Farid introduces himself to the others...

"Maybe find some lodging first and a place to store our gear. Then we can start working our way down the list... I have no preference before I've met any of them. Speaking of guides, we first need to learn our way around this city."

----------


## Pyrophilios

*"Ah right, a place to work and... sleep, I guess. Yes. I remember a sailor recommending the Thundering Lizard, though I'm not sure this speaks for a restful environment. Kaya's House of Repose sounded much more inviting. I think I'll take lodgings there."*

The Red Horns replied, indicating vaguely towards the south.

*"For our expedition, I can provide you with an Alchemy Jug to produce 8 gallons of freshwater each day. That should simplify our logistics somewhat. Alternatively, I can create an extradimensional storage container for survival equipment. So plan your purchases accordingly."*

----------


## Awful

Lady Ziri Foxglove, Dame of Steel Fists
Warforged Devotion Paladin
AC: 17 HP: 37/37
PP: 14
Slots: Lvl1 3/3
Conditions: None
Concentrating: -- 

*"I am the Lady Ziri Foxglove,"* the clockwork lady introduced herself when the others did, *"Dame of Steel Fists, as some have called me."*
On the topic of guides, after looking at the posters, she pondered for a moment.

### Recorded data:
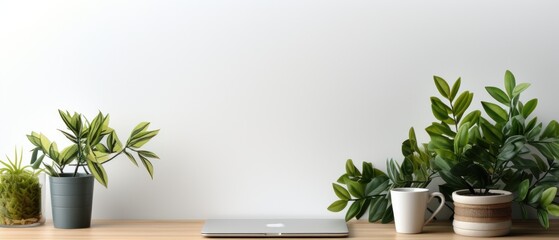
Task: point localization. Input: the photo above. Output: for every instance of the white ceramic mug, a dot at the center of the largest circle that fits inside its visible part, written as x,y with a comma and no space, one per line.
409,206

### Exercise set:
a - Translate this sentence from the role-playing forum excerpt into Spanish: "I remember a sailor recommending the Thundering Lizard, though I'm not sure this speaks for a restful environment."
b - According to the role-playing forum excerpt, are these statements true? Answer yes or no for each and quote the words that decide it.
(i) The Alchemy Jug yields 8 gallons of freshwater each day.
(ii) In the section headed Pyrophilios, the speaker chooses the Thundering Lizard for lodgings.
(iii) Lady Ziri Foxglove is a Warforged Devotion Paladin.
c - Extend the role-playing forum excerpt with a few more sentences, picking up after its final sentence.

### The results:
a - Recuerdo que un marinero recomendaba el Thundering Lizard, aunque no tengo claro que eso hable a favor de un ambiente tranquilo.

b -
(i) Yes: "an Alchemy Jug to produce 8 gallons of freshwater each day"
(ii) No: "Kaya's House of Repose sounded much more inviting. I think I'll take lodgings there."
(iii) Yes: "Warforged Devotion Paladin"

c -
*"This druid - Qawasha - seems they could be trustworthy. The annihilation of the undead is always a worthy goal, and I would have pride in undertaking such as task. That he would then require no payment is some bonus, there."* 
[/B]

----------


## Sirithhyando

*Bliksem Los, the fabulous*
Level 3 Sword bard; HP 24/24; AC 15; Passive perception 13; Save DC 13

Bliksem follow the lady mumbling though not really trying to conceal his excitement _Such magnificience, this is going to be such a story!_

Getting serious, a little, as they pondle over who to ask as a guide... but he laughed No, wait, sorry, its just too funny, that Salida salepitch is to say we're going to die with anyone else but she's one of the few who didn't offer to waive away the fee. In the end, she also doesn't ask for a fee in advance, meaning she believe she can take us back alive. Devious and a survivor, survivor is good, but devious... not so much. Anyway, as you said, the druid... i've heard stories

He thinks a moment before sharing his thoughts, waiting a little to make it a tiny bit more dramatic.

"A druid would usually be the best choice if our interest ally with his. The lost city, if that druid doesn't want it found, he might simply lose us within the jungle. Not all druid are good i've heard though i certainly do wish i'm wrong. But, taking care of the undead with all of you, side by side, would certainly make for a good story. And even better if we can find that city, and the hag."

Bliksem fondle his pouch a moment "I've no wants for wealth beside the necessities so i'm never sure if i have enough, not sure i can help on the sharing expense, so i'd take the risk with the druid since he'd do it free if we hunt undead at the same time. Win win situation for everyone!"

"I'm curious about the emerald enclave and the chwinga, anyone knows?

----------


## Pyrophilios

*"Well, then we have at least one pair of matching opinions."* Red Horns chuckled drily.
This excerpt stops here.